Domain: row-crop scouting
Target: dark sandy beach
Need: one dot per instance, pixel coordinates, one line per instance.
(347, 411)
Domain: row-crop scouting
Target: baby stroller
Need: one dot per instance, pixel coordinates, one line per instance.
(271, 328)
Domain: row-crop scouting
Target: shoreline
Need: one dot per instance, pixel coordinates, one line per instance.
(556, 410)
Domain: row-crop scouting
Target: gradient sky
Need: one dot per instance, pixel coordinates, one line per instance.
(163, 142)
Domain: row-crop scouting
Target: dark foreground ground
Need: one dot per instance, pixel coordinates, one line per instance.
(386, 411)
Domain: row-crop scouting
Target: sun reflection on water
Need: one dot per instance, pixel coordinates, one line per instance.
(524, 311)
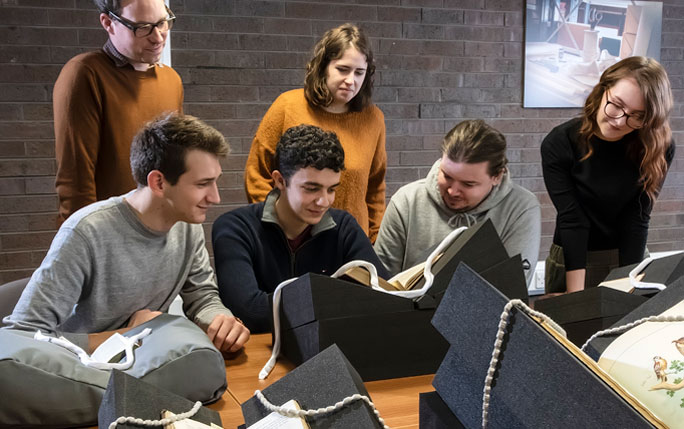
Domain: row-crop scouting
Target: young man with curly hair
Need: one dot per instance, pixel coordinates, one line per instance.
(293, 232)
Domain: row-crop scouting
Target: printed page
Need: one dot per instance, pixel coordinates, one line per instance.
(648, 362)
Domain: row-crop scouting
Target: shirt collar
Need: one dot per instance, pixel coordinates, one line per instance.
(110, 50)
(117, 57)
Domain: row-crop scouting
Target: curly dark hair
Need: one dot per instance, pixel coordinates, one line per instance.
(308, 146)
(163, 143)
(332, 46)
(105, 6)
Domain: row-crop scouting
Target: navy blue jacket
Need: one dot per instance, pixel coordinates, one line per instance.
(252, 256)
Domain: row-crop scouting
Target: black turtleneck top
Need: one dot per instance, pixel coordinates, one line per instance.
(600, 201)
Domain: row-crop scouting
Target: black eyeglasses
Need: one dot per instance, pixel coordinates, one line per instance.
(614, 111)
(144, 30)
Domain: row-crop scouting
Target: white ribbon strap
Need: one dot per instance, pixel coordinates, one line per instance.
(360, 263)
(276, 330)
(427, 270)
(643, 285)
(87, 360)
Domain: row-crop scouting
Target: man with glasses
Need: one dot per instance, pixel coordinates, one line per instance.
(101, 99)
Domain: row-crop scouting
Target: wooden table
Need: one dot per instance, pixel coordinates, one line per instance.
(396, 399)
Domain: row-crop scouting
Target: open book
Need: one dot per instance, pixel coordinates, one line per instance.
(648, 362)
(405, 280)
(606, 377)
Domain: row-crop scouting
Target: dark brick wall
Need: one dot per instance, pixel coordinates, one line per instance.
(439, 62)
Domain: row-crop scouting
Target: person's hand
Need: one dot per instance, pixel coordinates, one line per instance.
(142, 316)
(228, 333)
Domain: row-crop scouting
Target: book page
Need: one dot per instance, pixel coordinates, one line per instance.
(648, 361)
(407, 277)
(623, 284)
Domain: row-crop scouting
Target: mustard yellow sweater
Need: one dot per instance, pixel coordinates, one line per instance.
(362, 135)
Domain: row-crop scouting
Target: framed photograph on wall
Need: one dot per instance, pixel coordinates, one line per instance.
(569, 43)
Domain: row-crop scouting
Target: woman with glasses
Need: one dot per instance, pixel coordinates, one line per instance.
(336, 97)
(603, 172)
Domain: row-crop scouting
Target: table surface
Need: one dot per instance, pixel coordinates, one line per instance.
(396, 399)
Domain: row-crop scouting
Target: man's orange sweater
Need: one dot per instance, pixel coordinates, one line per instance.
(98, 109)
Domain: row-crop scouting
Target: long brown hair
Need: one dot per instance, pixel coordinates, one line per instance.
(332, 46)
(655, 136)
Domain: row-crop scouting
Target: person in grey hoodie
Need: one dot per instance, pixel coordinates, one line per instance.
(469, 184)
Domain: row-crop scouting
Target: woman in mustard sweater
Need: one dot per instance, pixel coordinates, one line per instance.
(336, 97)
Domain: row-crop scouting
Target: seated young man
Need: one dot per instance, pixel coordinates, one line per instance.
(470, 183)
(293, 232)
(117, 263)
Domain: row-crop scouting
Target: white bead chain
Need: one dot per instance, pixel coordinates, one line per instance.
(500, 334)
(289, 412)
(163, 422)
(627, 327)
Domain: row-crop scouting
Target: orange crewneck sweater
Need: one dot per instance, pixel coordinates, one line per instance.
(98, 108)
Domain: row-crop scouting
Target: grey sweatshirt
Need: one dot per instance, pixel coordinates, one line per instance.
(417, 219)
(104, 264)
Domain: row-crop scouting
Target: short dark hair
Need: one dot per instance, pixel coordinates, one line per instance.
(163, 143)
(473, 141)
(305, 146)
(106, 6)
(332, 46)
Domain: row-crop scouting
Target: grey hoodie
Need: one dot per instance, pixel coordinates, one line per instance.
(417, 219)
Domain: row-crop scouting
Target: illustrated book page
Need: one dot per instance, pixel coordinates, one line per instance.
(648, 362)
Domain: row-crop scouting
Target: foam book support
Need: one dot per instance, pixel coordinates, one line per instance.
(538, 383)
(585, 312)
(129, 396)
(435, 413)
(386, 336)
(322, 381)
(663, 300)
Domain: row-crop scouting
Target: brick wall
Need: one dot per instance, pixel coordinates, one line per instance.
(439, 62)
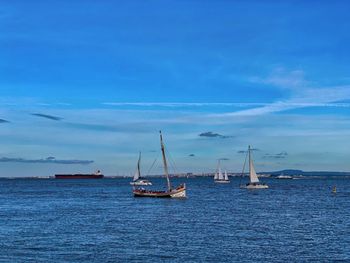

--------------------------------

→ **What the exercise asks**:
Give the number of lines in the listing that contain the string "curly". Write nothing else.

→ **Exercise output**:
2